** Opening SOURCE EXTRACT block **

Like the Holy Grail, the quest for immersion is the often the producer’s and creative media technologist’s end game. Achieve peak immersivity and audiences will flock to an experience that in some way goes beyond the two-dimensional rectangle of the screen.
Immersion means deeper viewer involvement in the content — the game, the story (the video service, the advertising, the sponsors) and it’s usually held to mean a presentational upgrade.
Greater resolution is front and center of the immersive experience but it’s not just about pixels. All the UHD attributes come into play: dynamic range, frame rate, color gamut, bit depth and enhanced audio.
Movie theaters have been locked in a battle with TV and home cinema for decades offering technology responses to greater visual spectacle and sensory overload. Examples range from widescreen VistaVision to 3D and haptic seating.
In live sports, the goal is to immerse the fan in the game, to get them closer to an experience of being there at the stadium with the best seat in the house. Experiments here include virtual reality and the ability to interact with the live stream by selecting camera angles.

** Closing SOURCE EXTRACT block **
** Opening RAW DATA block **

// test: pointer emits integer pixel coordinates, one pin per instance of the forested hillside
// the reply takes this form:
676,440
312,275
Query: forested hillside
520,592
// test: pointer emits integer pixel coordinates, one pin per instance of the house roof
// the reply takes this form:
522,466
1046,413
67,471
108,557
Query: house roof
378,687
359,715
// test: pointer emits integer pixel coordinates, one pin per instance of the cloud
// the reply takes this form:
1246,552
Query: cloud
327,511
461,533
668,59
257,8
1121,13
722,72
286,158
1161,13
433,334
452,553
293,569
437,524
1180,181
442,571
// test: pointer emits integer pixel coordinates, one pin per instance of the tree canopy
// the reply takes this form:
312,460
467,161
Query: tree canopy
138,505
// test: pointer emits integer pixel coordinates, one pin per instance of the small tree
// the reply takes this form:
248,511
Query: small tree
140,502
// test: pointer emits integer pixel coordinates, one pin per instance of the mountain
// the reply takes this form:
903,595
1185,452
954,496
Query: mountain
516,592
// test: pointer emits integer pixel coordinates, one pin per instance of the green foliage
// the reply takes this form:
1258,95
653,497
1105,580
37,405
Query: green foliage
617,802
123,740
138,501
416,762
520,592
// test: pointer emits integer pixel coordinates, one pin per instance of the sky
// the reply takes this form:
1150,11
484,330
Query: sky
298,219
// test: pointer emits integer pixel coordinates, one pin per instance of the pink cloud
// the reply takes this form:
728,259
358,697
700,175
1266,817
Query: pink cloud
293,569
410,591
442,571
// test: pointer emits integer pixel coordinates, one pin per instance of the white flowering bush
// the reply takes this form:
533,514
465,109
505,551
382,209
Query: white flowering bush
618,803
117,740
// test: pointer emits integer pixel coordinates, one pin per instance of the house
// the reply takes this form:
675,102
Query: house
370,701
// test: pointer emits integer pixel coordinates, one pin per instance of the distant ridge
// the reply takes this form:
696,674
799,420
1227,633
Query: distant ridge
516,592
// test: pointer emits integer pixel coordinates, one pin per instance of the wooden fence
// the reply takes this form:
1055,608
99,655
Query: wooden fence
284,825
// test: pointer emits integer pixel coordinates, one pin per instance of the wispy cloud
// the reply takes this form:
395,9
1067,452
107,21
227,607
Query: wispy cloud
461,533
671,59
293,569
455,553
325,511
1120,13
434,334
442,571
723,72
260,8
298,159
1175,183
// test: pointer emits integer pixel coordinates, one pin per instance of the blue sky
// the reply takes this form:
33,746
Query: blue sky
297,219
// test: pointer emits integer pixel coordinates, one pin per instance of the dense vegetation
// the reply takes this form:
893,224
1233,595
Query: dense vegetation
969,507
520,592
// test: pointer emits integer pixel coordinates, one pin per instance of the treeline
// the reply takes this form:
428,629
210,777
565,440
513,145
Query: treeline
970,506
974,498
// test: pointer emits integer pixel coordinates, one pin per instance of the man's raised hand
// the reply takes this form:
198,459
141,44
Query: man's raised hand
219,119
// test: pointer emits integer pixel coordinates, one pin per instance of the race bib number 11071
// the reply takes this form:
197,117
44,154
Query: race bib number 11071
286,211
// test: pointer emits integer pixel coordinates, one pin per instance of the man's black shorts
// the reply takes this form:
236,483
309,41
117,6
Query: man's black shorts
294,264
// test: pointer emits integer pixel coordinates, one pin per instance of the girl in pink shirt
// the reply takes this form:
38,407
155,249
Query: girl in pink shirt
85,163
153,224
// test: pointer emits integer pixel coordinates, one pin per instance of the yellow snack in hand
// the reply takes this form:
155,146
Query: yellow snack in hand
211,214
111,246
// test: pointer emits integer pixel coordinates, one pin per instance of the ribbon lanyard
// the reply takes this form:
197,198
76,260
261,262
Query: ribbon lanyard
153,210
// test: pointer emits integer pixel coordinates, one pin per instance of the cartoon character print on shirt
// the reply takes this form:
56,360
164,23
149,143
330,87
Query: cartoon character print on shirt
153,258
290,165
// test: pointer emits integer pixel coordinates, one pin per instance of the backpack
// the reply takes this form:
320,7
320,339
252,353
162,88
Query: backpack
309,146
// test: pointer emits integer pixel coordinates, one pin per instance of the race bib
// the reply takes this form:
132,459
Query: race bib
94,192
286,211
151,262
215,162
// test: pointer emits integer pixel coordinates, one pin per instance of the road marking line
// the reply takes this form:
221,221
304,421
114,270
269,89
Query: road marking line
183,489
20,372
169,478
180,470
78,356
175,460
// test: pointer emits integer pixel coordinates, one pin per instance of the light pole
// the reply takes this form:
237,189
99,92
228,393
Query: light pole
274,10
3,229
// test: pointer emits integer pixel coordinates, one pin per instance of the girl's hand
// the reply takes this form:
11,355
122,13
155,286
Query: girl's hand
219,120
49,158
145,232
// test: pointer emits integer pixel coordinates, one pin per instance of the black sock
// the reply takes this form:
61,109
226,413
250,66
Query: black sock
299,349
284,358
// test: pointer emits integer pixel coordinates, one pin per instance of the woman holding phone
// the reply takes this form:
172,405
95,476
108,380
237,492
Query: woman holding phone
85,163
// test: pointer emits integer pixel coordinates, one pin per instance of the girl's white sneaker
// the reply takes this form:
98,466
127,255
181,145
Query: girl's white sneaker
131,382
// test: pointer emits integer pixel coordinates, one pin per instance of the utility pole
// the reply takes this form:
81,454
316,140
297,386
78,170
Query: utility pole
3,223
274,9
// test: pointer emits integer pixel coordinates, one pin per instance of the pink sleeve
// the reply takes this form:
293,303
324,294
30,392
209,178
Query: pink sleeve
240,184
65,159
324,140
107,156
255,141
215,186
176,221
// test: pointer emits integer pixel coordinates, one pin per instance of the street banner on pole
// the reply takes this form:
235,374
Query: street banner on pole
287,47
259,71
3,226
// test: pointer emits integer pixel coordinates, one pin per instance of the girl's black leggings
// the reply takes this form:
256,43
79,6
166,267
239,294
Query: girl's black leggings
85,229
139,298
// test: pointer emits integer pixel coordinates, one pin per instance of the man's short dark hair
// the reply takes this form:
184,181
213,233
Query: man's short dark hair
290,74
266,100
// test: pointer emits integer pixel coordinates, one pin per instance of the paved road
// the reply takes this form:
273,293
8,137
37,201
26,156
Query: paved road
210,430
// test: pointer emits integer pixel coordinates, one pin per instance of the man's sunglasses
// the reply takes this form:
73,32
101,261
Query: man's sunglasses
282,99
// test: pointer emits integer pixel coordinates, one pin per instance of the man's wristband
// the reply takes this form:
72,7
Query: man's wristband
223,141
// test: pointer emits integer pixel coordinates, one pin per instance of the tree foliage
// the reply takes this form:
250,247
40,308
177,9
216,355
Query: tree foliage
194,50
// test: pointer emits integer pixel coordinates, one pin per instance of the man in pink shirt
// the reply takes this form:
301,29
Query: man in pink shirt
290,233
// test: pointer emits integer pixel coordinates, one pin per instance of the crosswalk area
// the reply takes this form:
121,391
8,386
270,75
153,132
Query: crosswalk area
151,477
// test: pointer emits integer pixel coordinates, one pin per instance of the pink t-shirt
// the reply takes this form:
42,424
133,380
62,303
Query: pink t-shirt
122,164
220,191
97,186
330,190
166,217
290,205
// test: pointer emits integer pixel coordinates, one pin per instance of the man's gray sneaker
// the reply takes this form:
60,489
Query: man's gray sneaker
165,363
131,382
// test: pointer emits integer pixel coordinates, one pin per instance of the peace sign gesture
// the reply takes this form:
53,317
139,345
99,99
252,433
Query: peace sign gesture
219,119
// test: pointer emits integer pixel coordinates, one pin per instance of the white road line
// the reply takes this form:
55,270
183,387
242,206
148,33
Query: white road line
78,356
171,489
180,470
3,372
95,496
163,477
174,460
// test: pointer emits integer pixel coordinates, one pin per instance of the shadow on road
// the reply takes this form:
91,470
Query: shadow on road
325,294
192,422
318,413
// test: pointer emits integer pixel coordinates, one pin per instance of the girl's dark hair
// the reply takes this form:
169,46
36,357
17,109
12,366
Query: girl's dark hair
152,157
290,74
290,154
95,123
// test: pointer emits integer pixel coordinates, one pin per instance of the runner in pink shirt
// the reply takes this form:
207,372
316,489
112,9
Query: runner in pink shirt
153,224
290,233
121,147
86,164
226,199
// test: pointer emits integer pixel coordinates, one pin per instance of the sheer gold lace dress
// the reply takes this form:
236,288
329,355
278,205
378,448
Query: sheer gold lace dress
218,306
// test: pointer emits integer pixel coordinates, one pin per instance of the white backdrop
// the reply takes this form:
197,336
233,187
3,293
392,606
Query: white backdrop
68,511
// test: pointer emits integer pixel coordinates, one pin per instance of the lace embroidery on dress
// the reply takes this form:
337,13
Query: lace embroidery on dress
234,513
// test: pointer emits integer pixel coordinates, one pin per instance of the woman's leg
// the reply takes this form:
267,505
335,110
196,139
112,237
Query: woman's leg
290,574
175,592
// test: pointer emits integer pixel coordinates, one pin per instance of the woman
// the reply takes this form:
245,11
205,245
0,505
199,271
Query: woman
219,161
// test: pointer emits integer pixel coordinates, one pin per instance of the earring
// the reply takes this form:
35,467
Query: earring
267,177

** Closing RAW DATA block **

THINGS TO DO
1. List the UHD attributes that the text on immersive media names besides resolution.
2. Continue the text on immersive media from its final sentence.
The records have no connection to the text on immersive media.

TASK ANSWERS
1. dynamic range, frame rate, color gamut, bit depth, enhanced audio

2.
Computer gaming takes this further by presenting players with first-person perspectives and the tools to participate in the action.
YouTube presents alternatives in the form of a single shot fly through of a Minnesota bowling alley captured on racing drone that went viral and the trend for atmospheric music videos designed to more deeply connect a viewer or listener with a place or time.
Developments in R&D but with a view to creating greater involvement between the viewer and the content include location-based virtual experiences such as The Illuminarium — which just opened in Atlanta — socially connected online virtual experiences afforded by the Metaverse, and — in the long run — video holography.
The term is broad and like the Arthurian knights of yore, the quest for the ultimate in experiential entertainment will likely always remain out of touch.